## Text excerpt
====
David Stout writes in the New York Times: "Mr. Bush's chief spokeswoman, Dana Perino, said that the White House was studying the decision. . . . [She] noted that Judge Bates had not ruled on the merits of any specific executive privilege claim and had in fact said that some considerations, like national security, might justify such a claim."

Paul Singer writes for Roll Call (subscription required): "[L]egal experts warned that there are still a number of procedural steps that could prevent any witnesses from appearing prior to the Bush administration's conclusion in January."

But "Democrats said that even with an appeal, it would be possible to force Miers to appear before the election. To prevent her from testifying in September, the Justice Department would have to seek a stay while the appeal moves forward, and the Judiciary Committee could oppose the stay on the ground that other former White House officials have already testified, so Miers' testimony would not harm the White House case.

"Even if this legal process continues through the end of September, when Congress is expected to go on recess, one Judiciary Committee staffer said, 'it is not unprecedented that we could come back for an October session.'"

Senate Judiciary Committee Chairman Patrick Leahy announced in a statement yesterday that he was reasserting his demand for testimony from Rove and Bolten in connection with Senate subpoenas issued in June and July of last year.

Acording to his office: "On Thursday, Leahy sent letters to Rove's attorney, Robert Luskin, and White House Counsel Fred Fielding, instructing them to advise the Committee by August 7 when Rove and Bolten would appear to provide documents and testimony related to the mass firing of U.S. Attorneys. Leahy also sent a letter to Attorney General Michael Mukasey asking when the Department would withdraw memoranda and opinions justifying the White House's non-compliance with the subpoenas."
====
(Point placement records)
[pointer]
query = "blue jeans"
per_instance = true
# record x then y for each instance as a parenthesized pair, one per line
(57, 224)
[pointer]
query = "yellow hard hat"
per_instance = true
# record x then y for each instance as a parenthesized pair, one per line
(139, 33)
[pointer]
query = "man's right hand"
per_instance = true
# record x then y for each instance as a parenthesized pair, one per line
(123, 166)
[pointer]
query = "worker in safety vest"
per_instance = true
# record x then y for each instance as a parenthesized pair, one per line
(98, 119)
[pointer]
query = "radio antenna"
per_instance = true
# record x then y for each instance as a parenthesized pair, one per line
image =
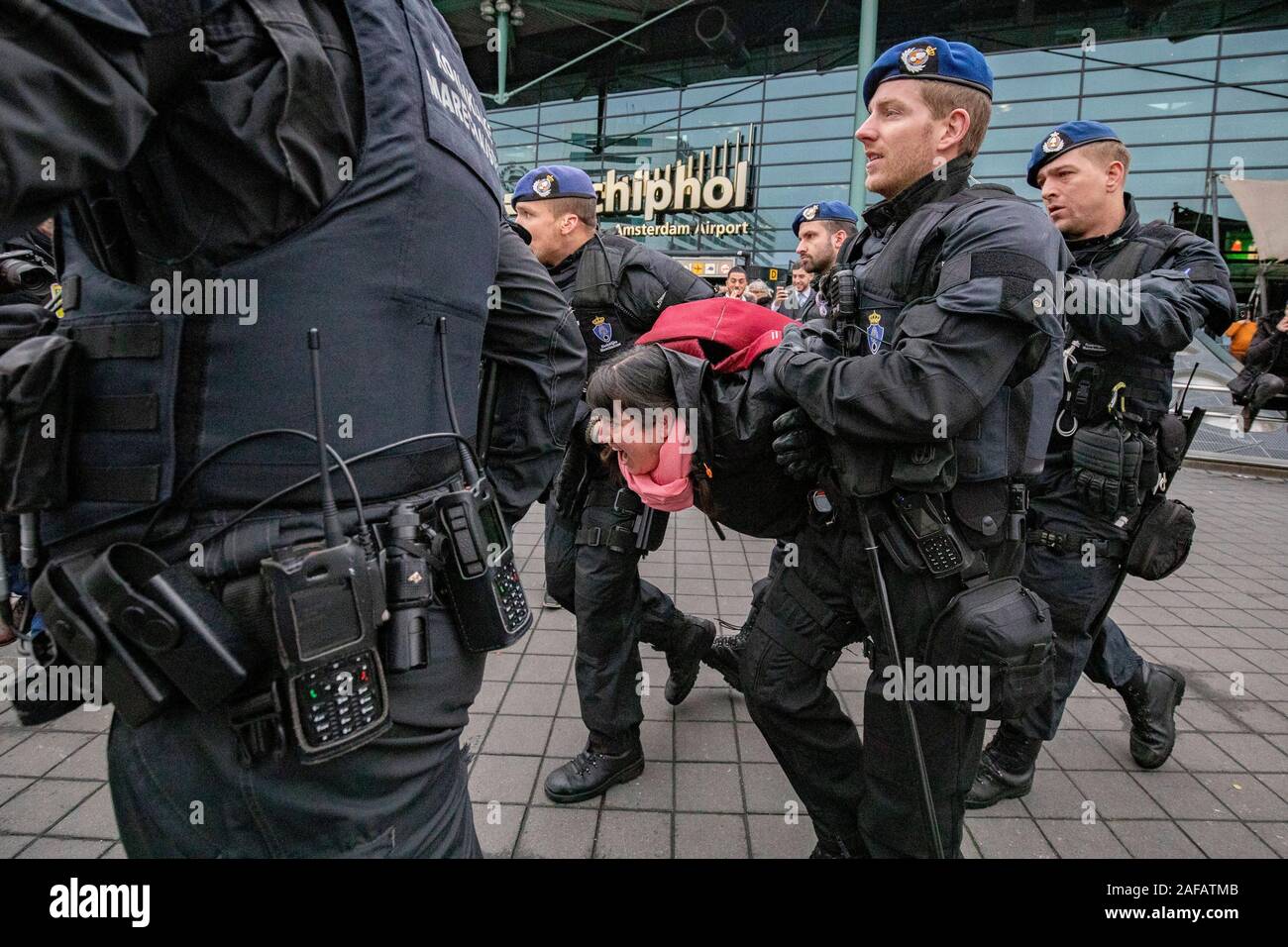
====
## What needs to be done
Please carry on the excerpt about the congressional subpoenas for Miers, Rove and Bolten from where it stops. None of the data is needed here.

## Response to the exercise
Leahy also telegraphed that he's interested in hearing testimony about more than the Justice Department. In his letter to Mukasey, he wrote: "[P]lease inform me whether the court's decision will cause you to revaluate your memos and those from [the Office of Legal Counsel] in support of overbroad and unsubstantiated executive privilege claims not only in the U.S. Attorneys investigation, but also in other matters, like the claims used to block Congress from investigating warrantless wiretapping, the leak of the name of undercover CIA agent Valerie Plame for political retribution, and White House interference in the Environmental Protection Agency's decision-making. Which of these do you now intend to withdraw?"

The Washington Post editorial board writes: "Obsessed with stretching the limits of executive power, the administration has time and again engaged in legal battles or unilateral action in defense of warped interpretations of the law. Time and again, it has been rebuffed by conservative and liberal judges alike. The result: The administration has trampled on the rule of law, and the backlash against its actions has whittled away at the foundations of legitimate executive power."

Law professor Marty Lederman blogs: "It bears mentioning that the judge who so ruled is a Republican jurist who worked on the Starr Whitewater team, and who was appointed to the bench by the sitting President Bush. . . .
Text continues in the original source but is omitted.